### RECORDS SUPPLIED
>>>
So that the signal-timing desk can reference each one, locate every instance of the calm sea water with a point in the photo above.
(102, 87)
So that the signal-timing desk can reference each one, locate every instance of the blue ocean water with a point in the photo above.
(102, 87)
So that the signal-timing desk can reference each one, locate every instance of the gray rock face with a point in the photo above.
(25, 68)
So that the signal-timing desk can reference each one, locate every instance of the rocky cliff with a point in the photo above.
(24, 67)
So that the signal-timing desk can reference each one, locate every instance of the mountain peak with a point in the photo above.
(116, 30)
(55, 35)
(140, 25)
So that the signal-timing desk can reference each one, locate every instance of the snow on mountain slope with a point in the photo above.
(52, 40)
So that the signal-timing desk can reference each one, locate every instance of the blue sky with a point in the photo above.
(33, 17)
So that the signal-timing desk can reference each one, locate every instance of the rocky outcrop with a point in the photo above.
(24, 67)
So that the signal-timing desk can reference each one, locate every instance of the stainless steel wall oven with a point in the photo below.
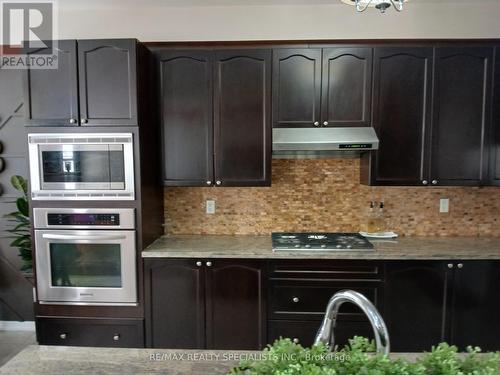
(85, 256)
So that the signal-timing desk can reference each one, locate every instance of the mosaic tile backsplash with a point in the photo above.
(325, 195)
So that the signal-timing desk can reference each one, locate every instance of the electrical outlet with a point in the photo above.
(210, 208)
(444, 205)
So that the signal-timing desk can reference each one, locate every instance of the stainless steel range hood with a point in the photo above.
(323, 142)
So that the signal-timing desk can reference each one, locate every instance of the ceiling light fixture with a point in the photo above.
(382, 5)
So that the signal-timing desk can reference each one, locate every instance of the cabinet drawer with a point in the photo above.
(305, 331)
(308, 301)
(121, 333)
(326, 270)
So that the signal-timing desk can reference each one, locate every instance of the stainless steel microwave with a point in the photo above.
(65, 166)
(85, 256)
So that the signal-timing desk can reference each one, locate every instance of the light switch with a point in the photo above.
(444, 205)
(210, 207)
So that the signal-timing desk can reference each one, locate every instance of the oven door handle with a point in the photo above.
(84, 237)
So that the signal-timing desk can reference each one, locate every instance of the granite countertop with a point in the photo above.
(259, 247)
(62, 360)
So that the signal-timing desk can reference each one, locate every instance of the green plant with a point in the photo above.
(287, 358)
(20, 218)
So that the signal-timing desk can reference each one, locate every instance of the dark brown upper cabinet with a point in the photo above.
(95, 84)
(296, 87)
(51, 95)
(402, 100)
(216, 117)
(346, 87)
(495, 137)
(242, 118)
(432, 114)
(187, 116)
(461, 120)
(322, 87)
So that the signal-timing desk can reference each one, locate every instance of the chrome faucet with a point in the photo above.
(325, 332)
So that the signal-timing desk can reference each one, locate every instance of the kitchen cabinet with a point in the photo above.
<<<
>>>
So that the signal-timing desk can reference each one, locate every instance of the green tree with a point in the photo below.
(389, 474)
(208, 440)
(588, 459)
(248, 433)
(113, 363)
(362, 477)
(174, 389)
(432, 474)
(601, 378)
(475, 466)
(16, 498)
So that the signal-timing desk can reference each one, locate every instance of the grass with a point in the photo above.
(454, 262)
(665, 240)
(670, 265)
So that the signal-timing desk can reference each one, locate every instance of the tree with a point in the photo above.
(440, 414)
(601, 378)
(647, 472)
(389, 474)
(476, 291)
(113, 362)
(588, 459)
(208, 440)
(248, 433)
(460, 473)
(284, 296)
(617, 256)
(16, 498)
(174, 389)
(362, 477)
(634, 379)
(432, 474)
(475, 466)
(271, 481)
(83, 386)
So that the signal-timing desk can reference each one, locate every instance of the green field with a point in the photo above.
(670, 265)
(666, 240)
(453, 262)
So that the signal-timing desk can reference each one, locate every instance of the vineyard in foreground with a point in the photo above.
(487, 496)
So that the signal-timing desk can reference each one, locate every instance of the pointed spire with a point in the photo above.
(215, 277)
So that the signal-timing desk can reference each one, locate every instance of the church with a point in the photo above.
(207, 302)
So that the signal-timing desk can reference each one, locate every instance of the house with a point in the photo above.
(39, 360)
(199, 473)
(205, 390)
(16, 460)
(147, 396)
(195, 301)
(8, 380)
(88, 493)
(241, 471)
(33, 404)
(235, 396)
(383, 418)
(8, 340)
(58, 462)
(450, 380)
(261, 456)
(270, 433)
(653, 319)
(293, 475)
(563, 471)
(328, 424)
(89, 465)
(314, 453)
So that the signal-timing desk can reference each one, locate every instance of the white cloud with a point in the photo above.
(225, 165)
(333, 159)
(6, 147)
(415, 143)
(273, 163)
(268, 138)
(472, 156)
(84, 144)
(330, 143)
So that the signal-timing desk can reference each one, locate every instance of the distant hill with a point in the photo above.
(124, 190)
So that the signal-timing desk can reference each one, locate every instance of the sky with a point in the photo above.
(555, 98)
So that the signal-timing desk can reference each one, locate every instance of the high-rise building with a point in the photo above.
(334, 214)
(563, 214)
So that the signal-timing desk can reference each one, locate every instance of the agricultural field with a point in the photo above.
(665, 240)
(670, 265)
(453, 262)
<<<
Take the stretch of lines above from the one containing "plant with a point in the photo above." through the one containing "of the kitchen" and repeat it exactly, adding no other line.

So that the signal-timing desk can reference each one, locate every instance of the green plant with a point in the photo above.
(287, 358)
(20, 218)
So that the signal-timing desk can reference each one, locate every instance of the dark brown upper cabinet with a point in the photo above.
(95, 84)
(296, 87)
(51, 95)
(402, 100)
(216, 117)
(346, 87)
(495, 137)
(242, 118)
(432, 114)
(187, 116)
(461, 120)
(322, 87)
So that the signal-timing desk can reference each one, locate every instance of the chrome faucet with a point in the photo above.
(325, 332)
So that the signal-timing desk can reference each one, locate every instance of the kitchen cabinet with a point in the photo above.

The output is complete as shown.